What to produce: Copy out each line below verbatim, skipping any picture.

════════

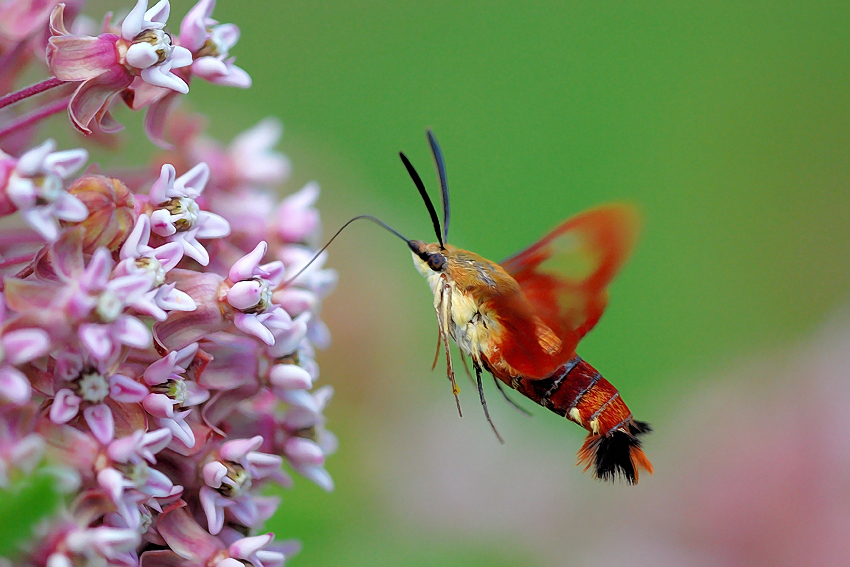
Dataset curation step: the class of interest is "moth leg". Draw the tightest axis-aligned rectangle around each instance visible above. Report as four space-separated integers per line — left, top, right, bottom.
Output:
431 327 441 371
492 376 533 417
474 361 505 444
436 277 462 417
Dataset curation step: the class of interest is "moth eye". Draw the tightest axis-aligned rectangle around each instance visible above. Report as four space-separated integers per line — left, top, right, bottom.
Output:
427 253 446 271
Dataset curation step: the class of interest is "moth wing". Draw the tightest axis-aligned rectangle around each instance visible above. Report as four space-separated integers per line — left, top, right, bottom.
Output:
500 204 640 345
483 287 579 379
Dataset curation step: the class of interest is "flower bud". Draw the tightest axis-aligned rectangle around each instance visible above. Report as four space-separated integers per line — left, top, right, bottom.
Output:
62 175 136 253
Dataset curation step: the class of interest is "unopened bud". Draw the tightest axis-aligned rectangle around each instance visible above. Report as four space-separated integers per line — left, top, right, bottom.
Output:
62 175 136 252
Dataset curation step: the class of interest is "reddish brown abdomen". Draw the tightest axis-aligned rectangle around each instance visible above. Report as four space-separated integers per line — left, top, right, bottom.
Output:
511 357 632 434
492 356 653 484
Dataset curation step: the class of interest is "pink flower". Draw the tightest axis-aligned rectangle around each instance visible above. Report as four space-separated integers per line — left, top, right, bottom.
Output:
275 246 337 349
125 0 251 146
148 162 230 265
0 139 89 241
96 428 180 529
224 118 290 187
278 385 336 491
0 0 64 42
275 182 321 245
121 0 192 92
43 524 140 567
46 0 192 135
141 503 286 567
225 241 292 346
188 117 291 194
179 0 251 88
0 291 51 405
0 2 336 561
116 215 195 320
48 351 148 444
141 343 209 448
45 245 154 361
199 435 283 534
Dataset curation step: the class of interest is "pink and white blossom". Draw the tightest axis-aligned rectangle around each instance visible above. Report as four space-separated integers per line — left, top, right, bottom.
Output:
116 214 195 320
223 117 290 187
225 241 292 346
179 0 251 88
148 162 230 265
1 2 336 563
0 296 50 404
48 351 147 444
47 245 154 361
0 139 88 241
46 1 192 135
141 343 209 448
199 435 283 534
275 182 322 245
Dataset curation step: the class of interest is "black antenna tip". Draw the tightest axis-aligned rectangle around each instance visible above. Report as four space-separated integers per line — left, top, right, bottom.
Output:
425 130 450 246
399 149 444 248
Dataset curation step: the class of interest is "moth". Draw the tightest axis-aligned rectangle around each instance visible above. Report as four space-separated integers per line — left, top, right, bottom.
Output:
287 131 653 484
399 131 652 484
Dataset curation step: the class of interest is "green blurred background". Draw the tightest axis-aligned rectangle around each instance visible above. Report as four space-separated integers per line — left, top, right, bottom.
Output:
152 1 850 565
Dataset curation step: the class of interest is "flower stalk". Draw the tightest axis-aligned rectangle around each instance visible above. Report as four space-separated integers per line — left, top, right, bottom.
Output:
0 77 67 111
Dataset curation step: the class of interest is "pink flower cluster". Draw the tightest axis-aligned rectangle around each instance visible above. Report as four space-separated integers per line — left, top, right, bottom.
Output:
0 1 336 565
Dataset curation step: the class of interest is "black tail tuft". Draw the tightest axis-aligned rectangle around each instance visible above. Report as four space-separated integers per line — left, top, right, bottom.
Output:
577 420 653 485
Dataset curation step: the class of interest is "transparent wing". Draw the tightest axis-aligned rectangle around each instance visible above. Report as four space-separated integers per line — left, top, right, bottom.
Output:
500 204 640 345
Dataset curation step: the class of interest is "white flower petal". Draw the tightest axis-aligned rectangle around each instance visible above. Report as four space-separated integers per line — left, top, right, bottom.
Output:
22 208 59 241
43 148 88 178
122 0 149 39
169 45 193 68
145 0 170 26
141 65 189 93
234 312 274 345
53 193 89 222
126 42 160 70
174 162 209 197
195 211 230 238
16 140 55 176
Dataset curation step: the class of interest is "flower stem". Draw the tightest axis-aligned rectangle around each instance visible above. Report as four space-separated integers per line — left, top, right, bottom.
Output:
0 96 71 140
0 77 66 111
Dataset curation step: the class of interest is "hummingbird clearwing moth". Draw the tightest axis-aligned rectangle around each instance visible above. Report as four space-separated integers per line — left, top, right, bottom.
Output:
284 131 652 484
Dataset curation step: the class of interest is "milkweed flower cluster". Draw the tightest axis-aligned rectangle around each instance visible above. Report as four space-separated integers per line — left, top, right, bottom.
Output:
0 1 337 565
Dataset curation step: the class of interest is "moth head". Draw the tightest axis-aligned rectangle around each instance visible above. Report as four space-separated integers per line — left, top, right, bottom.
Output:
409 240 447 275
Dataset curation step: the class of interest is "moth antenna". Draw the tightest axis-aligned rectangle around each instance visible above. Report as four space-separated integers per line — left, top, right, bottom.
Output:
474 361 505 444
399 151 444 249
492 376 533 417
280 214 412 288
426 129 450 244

════════

Exercise answer:
Dataset curation step: the class of interest is "moth leg". Draw the tightest axis-aligned rectangle around each instance visible above. Report as four space-separated integers per line — left, top, right, bottom.
Output:
431 327 441 371
492 376 533 417
474 361 505 444
436 277 462 417
Dataset curation step: the class of interest is "moth eye". Draw the tightest axis-aligned rectangle around each instance visible above. Report as four space-separated integers per line — left, top, right, bottom.
Output:
427 253 446 271
Dataset curation step: the class of interest is "moth wing". Draw the tightest axis-aligned rectangle around each instance visible above. Report as four space-separated integers per line — left, top, right, bottom.
Output:
500 204 640 345
483 287 579 379
Dataset curation step: the class of interest is "flower bud". Draw the tightest axis-aligned rectangle around each instance visible above. Report as four space-separated integers per line — left, top, right, bottom.
Output:
62 175 136 253
Dataset curation step: the class of interest is "unopened bud". Draw the tightest axis-aligned rectangle around each instance visible above. Report as four space-separated integers per line — left, top, right, bottom.
Output:
62 175 136 252
Dataset curation step: the class of interest is "reddish brown abdomen". Draw the tightest axis-aligned rectangle around each instance visible above. Report as four space-separated integers per line — left, top, right, bottom.
Output:
511 357 632 434
492 356 653 484
Dataset curation step: the class of interest is "pink flower". Draw the tightest axis-aligned rectangle around each instance visible above. Report as four space-separated integers per line — left, top, right, bottom.
Output:
275 246 337 349
125 0 251 146
148 162 230 265
0 139 89 241
96 428 180 529
224 118 290 187
278 385 336 491
0 0 64 42
275 182 321 245
121 0 192 92
43 524 140 567
46 0 192 135
141 503 286 567
225 241 292 346
188 117 291 194
179 0 251 88
0 291 51 405
0 2 336 561
116 215 195 320
48 351 148 444
141 343 209 448
45 245 154 361
199 435 283 534
Dataset curation step: the class of interest is "pink and white blossom". Draw the tightest axis-aligned rectangle around each instance visible above. Report as four space-separated integers per line — left, top, right, bottom.
Output:
116 214 195 320
223 117 290 187
225 241 292 346
179 0 251 88
148 162 230 265
1 2 336 563
0 296 50 404
48 351 147 444
47 245 154 361
0 139 88 241
46 1 192 135
141 343 209 448
199 435 283 534
275 182 322 245
Dataset curation step: the class of interest is "black antenna tip". Draw the tightest axis-aligned rectangle around each instance visible above. Report as four space-separated integers per line — left, top, right, bottom.
Output:
425 130 450 246
399 149 444 248
Dataset curation step: the class of interest is "moth". Draw the tightest axis-aligned rectangle around each instance visible above. Report as four space-separated integers per line — left, top, right, bottom.
Output:
287 131 653 484
399 131 652 484
Dataset curation step: the class of interest is "green blurred background". Draw the tightest axis-aligned rectangle around each instance visible above. Report as four space-separated integers per line — left, top, right, bottom.
Output:
152 1 850 565
Dataset curation step: the class of interest is "flower stalk". Draw the tightest axis-aligned rectangle around each instance visible above. Report as four space-separated integers per line — left, top, right, bottom.
Output:
0 77 67 111
Dataset curation step: the class of interest is "pink flower cluster". Draw the tightest axis-aligned rectangle around each instance visible above. Report as four space-separated integers per line — left, top, right, bottom.
Output:
0 1 336 565
Dataset curation step: the class of interest is "black tail tuft". Draw the tightest axis-aligned rectangle around each instance visible above. Report as four space-separated integers per line — left, top, right, bottom.
Output:
577 420 653 485
Dataset curation step: the class of interest is "transparent wing". Draw the tightest axis-aligned rectangle around each instance visible above. Report as four space-separated integers per line — left, top, right, bottom.
Output:
500 204 640 345
Dataset curation step: the class of interest is "white flower petal". Draw the tightest axis-aligned rectangle around each instance visible above. Report as four space-separated integers per line — left, top, right, bottom.
Output:
22 208 59 241
43 148 88 178
122 0 149 39
169 45 193 68
145 0 170 26
141 65 189 93
234 312 274 345
53 193 89 222
126 42 160 70
174 162 209 197
195 211 230 238
16 140 55 176
Dataset curation step: the class of interest is "flower stem". Draw the tightest axis-aligned rectangle around each instance visible above. Report as four space-separated integers per line — left, top, right, bottom.
Output:
0 96 71 140
0 77 66 111
Dataset curation step: the class of interest is "hummingbird clearwing moth". Draw the tightest axis-aligned rectangle around each instance visible above. Report as four space-separated integers per line — left, top, right, bottom.
Output:
284 131 652 484
Dataset curation step: the class of interest is "milkweed flower cluster". Draw the tightest axis-aligned rectangle around each instance visible above. Report as four space-separated integers per line — left, top, right, bottom.
Output:
0 1 337 565
Dataset curation step: the class of interest is "moth head". Draw the tightest axis-aligned rectangle around each instance visible above. Report as four space-separated integers per line — left, top, right, bottom.
Output:
409 240 447 275
Dataset curation step: the class of interest is "moth antenna". Draw the tightest axis-aligned rectangle around each instance visible above. Report as four space-separated integers per line — left, top, right, bottom.
Output:
474 361 505 444
399 151 444 249
492 376 533 417
280 214 412 288
426 129 450 244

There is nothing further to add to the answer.